## THE PROBLEM
Output exactly the lines that run from the line with "on the white" to the end of the material, both ends included, and no other lines.

Records of labeled points:
***

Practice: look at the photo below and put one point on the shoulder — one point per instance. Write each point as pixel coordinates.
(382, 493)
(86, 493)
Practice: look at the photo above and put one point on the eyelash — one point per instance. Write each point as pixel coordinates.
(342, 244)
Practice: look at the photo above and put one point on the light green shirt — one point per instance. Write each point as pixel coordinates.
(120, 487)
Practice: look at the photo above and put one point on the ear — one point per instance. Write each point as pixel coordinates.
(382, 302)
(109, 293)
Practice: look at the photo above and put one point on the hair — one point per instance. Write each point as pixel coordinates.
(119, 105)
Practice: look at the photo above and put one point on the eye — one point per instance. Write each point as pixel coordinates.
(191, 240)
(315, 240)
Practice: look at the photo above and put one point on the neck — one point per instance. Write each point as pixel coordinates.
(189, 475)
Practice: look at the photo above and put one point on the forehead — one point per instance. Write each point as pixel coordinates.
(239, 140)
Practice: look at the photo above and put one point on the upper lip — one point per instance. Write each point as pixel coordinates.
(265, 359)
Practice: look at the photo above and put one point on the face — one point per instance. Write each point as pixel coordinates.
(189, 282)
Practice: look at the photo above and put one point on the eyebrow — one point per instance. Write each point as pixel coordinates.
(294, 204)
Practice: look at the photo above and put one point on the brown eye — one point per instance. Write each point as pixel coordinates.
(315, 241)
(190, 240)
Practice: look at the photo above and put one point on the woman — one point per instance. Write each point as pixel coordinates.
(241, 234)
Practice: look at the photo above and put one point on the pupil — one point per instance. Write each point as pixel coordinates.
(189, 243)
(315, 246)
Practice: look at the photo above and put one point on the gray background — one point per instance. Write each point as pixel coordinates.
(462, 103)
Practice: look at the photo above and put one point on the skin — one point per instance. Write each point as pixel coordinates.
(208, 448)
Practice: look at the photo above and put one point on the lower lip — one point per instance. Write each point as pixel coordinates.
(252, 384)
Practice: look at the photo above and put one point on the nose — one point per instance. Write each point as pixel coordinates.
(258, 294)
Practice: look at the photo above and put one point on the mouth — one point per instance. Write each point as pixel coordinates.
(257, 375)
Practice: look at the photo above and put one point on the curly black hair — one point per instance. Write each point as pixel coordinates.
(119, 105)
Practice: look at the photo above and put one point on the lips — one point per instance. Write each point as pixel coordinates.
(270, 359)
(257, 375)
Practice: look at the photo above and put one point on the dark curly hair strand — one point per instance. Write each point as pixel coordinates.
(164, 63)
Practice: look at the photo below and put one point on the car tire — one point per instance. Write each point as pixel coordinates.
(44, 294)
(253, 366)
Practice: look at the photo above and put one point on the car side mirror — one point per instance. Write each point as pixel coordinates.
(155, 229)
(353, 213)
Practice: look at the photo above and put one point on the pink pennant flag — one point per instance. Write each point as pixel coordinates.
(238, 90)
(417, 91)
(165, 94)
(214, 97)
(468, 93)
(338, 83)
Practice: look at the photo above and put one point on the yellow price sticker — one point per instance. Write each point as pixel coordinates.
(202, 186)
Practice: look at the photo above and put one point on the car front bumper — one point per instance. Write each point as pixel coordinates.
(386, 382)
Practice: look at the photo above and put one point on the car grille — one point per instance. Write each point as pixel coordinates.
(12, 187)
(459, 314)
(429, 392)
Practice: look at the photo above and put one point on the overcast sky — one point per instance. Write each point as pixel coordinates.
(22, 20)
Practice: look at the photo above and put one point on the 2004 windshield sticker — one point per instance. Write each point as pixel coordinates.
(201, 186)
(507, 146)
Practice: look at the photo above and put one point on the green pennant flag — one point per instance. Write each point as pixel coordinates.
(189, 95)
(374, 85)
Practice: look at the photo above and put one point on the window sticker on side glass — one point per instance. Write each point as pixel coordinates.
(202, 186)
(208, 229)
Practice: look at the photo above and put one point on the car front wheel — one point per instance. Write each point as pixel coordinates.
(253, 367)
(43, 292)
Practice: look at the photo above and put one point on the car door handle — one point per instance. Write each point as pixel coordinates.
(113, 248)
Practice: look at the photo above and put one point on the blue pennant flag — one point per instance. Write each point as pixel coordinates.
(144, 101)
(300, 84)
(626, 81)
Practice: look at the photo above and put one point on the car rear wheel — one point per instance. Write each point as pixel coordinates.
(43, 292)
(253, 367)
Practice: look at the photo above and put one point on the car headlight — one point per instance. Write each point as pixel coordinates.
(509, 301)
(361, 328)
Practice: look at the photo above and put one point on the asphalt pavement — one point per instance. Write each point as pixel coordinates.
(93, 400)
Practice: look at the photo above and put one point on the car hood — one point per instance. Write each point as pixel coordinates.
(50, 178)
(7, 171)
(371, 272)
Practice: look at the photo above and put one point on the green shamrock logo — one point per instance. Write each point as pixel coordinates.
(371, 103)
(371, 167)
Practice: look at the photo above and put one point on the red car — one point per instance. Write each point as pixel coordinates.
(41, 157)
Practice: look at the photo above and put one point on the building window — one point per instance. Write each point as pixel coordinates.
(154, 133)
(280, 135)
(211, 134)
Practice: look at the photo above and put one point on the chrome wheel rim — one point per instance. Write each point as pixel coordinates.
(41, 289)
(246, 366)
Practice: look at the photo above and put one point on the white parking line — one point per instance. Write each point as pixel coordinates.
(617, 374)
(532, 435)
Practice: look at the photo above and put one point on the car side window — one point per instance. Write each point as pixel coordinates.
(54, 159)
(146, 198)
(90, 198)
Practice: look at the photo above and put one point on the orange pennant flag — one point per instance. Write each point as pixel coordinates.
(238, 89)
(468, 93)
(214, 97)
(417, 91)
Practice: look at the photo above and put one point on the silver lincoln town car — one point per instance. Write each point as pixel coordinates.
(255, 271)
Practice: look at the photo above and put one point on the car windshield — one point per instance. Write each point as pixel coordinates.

***

## IN RESPONSE
Practice: look at the photo above and put one point on the white parking line — one point per instance. Write each point as pixel coordinates.
(617, 374)
(532, 435)
Practice: look at the photo above and put one point on the car side window — one point per instance. Write each point as pixel coordinates.
(54, 159)
(146, 198)
(90, 198)
Practice: look at the photo above and put one point on the orange pennant flag — one point per instance. Write each point as pixel coordinates.
(238, 89)
(468, 93)
(214, 97)
(417, 91)
Practice: look at the photo above and put one point on the silver lincoln town car — one point per instance. Write each point as pixel coordinates.
(255, 271)
Practice: look at the photo above and put one point on the car windshield — one point per instance. Write each point as pixel coordinates.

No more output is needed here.